Task prompt =>
Reproduce the passage of the article on evil corporations in video games below, starting at "In celebration of" and ending at "for many people.".

Selected excerpt =>
______________________________

There are two kinds of enemies in video games. There are those you fight on a moment-to-moment basis: your zombies, your mercenaries, or some form of a ravenous beast intent on chomping on your bits. The other kind of enemy is the orchestrator of it all, the villain, the plot-enemy. For fantasy games, that’s often a dark lord of some kind. But for modern-like and futuristic games it’s very often a corporation of some sort.
In celebration of this trope, we’ve compiled a short list of the fictional evil corporations we had a chance to fight against in video games across the decades. The list is, of course, not exhaustive, because it’s a huge topic, so we’ll very likely expand it in the future.
For now, here’s…
Shinra Electric Power Company – Final Fantasy VII
Release year: | 1997. 2020 (Remake) |
Genre: | Role-playing |
Developer | Square, Square Enix Business Division 1 (Remake) |
Shinra has a lot to answer for. Although officially just a power company, Shinra’s biggest sin is enabling Hojo, that creep, which led to all kinds of pain for many people.

______________________________

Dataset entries

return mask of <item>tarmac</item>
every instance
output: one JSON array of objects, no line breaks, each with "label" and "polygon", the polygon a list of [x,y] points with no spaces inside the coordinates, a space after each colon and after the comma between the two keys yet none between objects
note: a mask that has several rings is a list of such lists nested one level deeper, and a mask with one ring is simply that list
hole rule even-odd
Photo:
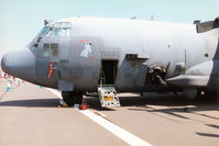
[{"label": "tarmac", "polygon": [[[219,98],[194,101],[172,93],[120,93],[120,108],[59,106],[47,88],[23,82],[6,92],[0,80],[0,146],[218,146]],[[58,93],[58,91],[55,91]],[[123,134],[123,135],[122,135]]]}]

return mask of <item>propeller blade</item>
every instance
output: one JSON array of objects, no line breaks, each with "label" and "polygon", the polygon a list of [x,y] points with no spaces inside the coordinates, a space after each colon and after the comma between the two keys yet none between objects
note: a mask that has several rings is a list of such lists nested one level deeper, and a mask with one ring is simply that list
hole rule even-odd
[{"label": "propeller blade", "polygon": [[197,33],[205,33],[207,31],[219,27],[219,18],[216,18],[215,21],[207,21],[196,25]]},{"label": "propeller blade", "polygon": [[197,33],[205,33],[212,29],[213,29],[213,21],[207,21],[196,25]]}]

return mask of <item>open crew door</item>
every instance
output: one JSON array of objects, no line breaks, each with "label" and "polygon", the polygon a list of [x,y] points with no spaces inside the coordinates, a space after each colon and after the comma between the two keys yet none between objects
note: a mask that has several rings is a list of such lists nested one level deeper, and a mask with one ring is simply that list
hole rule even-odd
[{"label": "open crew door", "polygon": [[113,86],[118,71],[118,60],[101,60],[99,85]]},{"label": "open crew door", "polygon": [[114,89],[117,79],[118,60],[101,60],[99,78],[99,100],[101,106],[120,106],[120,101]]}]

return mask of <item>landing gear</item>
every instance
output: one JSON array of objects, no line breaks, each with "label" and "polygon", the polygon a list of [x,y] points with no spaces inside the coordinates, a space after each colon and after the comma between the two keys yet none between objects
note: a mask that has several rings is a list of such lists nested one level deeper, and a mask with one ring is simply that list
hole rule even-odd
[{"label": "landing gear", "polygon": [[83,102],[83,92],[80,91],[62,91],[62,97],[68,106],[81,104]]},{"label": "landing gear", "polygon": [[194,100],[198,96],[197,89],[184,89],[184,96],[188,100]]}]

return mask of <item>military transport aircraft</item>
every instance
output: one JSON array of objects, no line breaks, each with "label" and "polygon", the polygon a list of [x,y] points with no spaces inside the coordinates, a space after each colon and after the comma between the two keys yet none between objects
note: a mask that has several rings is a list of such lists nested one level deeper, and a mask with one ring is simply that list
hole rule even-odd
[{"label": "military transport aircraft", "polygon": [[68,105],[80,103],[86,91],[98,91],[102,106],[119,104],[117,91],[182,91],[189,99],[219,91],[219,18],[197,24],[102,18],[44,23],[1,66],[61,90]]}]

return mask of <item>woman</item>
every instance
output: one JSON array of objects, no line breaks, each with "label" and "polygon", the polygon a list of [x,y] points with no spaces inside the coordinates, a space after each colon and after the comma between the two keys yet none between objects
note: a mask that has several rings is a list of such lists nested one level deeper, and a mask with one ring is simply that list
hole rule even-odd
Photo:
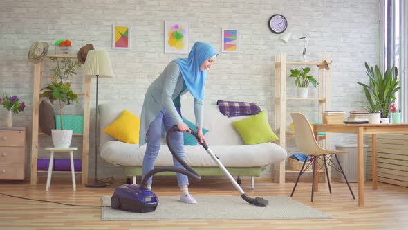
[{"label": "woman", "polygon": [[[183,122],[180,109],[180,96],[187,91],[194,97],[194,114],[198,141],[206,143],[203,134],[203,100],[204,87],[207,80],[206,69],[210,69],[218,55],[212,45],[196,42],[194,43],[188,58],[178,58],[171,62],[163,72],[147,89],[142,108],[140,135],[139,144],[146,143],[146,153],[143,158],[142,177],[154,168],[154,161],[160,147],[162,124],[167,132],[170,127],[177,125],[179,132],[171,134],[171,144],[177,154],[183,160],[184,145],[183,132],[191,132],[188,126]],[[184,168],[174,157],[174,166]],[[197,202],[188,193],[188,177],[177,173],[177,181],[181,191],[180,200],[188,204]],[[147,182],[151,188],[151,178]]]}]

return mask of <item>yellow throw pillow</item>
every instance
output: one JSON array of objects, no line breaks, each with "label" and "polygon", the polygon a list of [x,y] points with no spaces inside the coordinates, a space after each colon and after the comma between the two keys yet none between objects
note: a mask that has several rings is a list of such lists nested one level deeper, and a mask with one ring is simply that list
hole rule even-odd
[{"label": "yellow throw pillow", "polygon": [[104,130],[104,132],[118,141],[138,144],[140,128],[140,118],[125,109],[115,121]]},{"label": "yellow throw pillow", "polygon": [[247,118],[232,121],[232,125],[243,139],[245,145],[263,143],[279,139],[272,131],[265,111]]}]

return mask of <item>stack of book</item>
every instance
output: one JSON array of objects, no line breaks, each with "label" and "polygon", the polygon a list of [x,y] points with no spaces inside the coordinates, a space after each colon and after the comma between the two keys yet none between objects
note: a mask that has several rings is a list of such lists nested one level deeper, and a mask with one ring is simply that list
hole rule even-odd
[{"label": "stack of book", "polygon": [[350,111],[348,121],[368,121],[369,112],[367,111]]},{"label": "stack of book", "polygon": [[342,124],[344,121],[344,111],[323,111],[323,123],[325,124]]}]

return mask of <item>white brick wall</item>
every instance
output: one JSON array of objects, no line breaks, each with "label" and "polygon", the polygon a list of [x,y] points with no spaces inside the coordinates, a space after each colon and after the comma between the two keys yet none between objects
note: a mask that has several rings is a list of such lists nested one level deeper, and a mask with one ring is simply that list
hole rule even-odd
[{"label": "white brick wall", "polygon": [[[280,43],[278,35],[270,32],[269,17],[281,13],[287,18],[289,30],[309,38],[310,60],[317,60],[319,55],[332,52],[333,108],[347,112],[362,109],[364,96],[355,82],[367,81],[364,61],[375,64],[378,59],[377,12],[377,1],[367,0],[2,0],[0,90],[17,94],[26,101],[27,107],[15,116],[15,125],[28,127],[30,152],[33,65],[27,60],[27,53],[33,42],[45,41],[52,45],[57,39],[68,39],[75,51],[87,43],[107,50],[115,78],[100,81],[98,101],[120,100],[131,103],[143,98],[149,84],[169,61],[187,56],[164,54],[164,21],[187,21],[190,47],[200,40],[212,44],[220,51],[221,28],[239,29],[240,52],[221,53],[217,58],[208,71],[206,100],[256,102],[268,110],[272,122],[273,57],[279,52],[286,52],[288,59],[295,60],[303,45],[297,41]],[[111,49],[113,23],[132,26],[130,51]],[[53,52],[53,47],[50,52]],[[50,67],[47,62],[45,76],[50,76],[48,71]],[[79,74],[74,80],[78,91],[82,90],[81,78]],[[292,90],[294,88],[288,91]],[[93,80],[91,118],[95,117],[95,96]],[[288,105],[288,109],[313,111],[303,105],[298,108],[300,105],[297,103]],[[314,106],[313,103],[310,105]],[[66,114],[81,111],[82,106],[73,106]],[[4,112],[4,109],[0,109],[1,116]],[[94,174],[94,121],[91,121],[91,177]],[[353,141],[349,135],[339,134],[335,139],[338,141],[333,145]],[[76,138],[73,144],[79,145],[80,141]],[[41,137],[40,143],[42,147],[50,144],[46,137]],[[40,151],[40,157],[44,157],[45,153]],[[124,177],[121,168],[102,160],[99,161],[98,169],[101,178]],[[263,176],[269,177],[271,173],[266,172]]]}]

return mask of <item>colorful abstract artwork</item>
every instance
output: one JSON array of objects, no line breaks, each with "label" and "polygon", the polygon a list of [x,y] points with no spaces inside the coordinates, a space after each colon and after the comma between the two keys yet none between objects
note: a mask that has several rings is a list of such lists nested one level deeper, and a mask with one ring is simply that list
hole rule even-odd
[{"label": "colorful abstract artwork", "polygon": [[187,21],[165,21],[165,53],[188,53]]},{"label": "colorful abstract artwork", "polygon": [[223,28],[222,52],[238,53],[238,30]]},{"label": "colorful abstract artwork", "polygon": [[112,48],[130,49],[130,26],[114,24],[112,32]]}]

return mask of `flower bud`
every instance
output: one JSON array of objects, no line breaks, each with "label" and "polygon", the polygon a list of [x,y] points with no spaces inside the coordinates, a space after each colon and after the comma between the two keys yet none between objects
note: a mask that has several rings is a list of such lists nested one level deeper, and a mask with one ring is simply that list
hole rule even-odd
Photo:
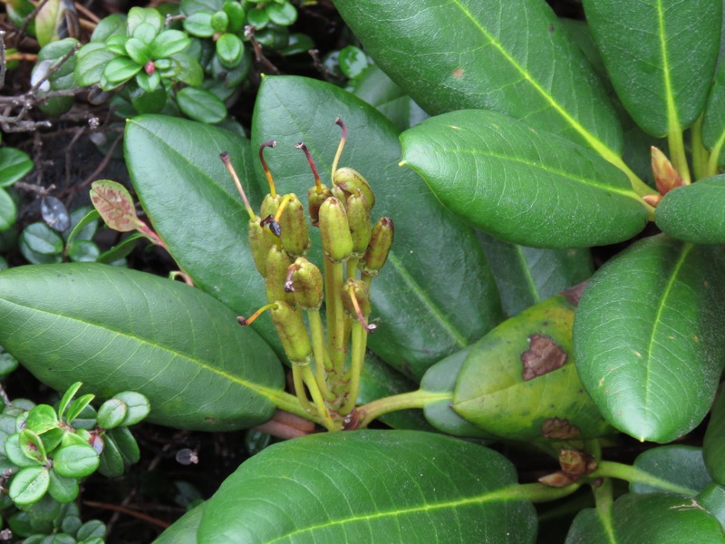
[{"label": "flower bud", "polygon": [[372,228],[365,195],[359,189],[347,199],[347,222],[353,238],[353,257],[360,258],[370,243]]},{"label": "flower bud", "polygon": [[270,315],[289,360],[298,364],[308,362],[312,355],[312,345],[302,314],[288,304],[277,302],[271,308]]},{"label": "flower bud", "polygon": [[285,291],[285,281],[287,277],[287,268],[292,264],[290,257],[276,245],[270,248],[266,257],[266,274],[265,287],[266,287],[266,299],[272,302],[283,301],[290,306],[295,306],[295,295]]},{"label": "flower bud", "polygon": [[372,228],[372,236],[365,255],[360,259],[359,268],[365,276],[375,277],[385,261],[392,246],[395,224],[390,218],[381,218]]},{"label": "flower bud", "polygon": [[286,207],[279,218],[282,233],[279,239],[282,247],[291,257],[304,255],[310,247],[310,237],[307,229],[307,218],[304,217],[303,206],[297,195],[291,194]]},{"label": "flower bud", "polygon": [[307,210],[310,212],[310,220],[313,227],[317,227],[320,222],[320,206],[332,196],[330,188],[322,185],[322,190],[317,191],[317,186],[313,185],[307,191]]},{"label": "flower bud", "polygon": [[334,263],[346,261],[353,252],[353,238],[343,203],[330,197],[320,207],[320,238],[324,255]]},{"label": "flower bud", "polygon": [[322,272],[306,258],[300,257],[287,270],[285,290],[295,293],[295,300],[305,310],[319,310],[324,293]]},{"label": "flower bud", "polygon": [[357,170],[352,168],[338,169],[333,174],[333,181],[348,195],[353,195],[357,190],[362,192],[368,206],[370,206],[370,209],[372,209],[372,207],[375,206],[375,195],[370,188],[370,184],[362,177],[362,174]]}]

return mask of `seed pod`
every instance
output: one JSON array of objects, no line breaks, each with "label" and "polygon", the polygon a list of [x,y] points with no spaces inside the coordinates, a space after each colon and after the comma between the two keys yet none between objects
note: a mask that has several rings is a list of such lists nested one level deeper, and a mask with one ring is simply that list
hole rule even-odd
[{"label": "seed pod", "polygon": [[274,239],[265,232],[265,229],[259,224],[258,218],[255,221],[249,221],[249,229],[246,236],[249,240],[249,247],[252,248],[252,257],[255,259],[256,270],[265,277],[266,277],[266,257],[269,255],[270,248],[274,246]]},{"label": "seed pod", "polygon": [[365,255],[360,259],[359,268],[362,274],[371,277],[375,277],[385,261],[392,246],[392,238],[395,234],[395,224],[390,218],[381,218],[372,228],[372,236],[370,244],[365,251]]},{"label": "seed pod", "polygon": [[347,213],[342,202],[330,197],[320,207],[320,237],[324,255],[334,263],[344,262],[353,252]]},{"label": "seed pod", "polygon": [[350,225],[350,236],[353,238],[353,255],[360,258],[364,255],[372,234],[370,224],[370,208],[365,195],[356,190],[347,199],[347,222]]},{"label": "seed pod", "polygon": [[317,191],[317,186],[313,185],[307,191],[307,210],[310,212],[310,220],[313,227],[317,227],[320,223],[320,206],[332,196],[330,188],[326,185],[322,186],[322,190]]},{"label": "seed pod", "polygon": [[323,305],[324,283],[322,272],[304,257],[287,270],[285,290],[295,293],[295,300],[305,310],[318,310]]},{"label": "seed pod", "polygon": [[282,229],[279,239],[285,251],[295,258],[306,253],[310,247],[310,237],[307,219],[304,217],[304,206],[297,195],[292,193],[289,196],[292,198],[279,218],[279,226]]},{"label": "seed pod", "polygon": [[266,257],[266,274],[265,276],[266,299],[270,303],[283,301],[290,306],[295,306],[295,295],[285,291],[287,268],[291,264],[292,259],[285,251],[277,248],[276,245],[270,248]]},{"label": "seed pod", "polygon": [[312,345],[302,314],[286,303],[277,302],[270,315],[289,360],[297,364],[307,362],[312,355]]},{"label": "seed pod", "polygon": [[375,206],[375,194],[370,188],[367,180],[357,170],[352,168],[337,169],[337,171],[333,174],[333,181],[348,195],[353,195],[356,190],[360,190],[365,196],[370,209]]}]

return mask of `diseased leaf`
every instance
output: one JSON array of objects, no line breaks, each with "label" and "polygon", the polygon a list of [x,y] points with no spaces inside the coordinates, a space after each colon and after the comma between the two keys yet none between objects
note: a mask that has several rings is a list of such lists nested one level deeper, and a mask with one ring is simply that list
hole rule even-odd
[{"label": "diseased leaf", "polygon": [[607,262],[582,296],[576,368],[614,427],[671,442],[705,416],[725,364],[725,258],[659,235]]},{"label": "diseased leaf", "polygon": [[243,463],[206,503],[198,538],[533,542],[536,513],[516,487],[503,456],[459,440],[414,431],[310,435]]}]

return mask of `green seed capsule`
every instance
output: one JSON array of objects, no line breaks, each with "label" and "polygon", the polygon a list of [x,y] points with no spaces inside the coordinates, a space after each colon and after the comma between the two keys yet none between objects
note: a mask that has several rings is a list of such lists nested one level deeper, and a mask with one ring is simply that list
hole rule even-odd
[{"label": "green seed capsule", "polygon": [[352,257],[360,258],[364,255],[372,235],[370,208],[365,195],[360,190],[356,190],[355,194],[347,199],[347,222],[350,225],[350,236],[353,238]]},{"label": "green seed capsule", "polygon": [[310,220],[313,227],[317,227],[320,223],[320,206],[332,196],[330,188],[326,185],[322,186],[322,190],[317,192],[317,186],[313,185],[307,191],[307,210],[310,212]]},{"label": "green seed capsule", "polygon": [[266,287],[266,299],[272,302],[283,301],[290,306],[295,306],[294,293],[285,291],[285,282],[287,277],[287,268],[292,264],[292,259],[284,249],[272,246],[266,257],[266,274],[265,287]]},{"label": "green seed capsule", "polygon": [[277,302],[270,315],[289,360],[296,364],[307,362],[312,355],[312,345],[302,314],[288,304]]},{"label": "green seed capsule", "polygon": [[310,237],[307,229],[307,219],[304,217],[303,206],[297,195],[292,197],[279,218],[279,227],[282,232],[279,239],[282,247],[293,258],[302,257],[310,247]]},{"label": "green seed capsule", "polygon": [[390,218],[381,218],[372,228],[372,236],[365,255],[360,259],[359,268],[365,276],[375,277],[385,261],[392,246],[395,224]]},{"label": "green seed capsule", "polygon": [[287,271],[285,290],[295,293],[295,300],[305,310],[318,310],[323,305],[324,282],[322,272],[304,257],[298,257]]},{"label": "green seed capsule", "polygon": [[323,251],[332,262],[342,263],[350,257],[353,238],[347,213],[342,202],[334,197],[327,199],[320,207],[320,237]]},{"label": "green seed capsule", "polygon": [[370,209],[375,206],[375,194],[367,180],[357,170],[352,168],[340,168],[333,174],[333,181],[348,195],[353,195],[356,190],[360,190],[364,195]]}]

______________________________

Response for this exercise =>
In celebration of this trope, we’ve compiled a short list of the fictional evil corporations we had a chance to fight against in video games across the decades. The list is, of course, not exhaustive, because it’s a huge topic, so we’ll very likely expand it in the future.
For now, here’s…
Shinra Electric Power Company – Final Fantasy VII
Release year: | 1997. 2020 (Remake) |
Genre: | Role-playing |
Developer | Square, Square Enix Business Division 1 (Remake) |
Shinra has a lot to answer for. Although officially just a power company, Shinra’s biggest sin is enabling Hojo, that creep, which led to all kinds of pain for many people.